◆ Travail demandé: Recopiez sans aucune modification le passage de l'entretien sur l'évolution des Cycles Repère qui s'ouvre sur les mots contenant « Jacques Lessard – » et se clôt sur « quelque sorte approprié. ».

◆ Section du document:
------------
Évolution des Cycles Repère
Francine Chaîné et Carole Marceau – Les Cycles Repère ont été élaborés il y a quarante ans dans un contexte qui n’était pas lié à la création théâtrale. Depuis ce temps, peut-on parler d’évolution?
Jacques Lessard – Ils ont évolué à partir du moment où j’ai vu l’acronyme des R.S.V.P. Cycles conçu par monsieur Halprin, l’architecte[2], et que je me le suis en quelque sorte approprié.
C’était d’ailleurs dans les intentions d’Halprin que les artistes se servent de cet acronyme comme d’un tremplin à leur créativité. J’ai d’abord été fasciné par l’apparence du sigle le représentant : une sorte de molécule en constante mutation. Puis ses composantes de base m’ont interpellé : Resources, Scores, Valuaction, Performance. En les observant, mais surtout en les rêvant, en les laissant s’inscrire peu à peu en moi, j’ai compris leur importance capitale. J’ai en quelque sorte ressenti le potentiel des cycles, non seulement pour l’architecture, dont ils sont issus, mais dans tous les domaines de l’Art. Et, bien sûr, en particulier, dans celui de la création théâtrale. En prenant conscience que la création n’était pas linéaire, mais bien circulaire et en mouvement, j’ai surtout compris que toutes les composantes de l’acte créateur étaient en constante interaction.
------------
◆ Extrait source:
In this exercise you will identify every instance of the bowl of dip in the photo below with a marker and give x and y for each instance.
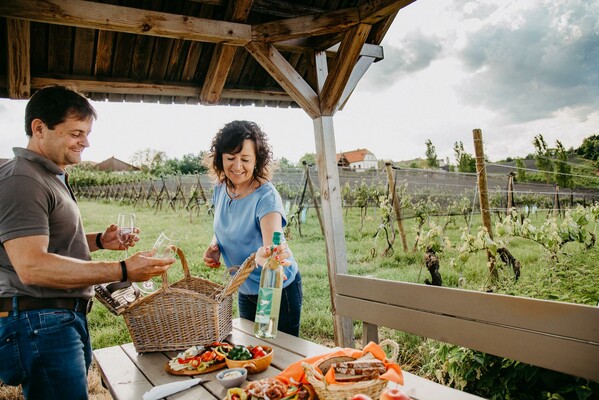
(232, 377)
------------
◆ Solution proposée:
Jacques Lessard – Ils ont évolué à partir du moment où j’ai vu l’acronyme des R.S.V.P. Cycles conçu par monsieur Halprin, l’architecte[2], et que je me le suis en quelque sorte approprié.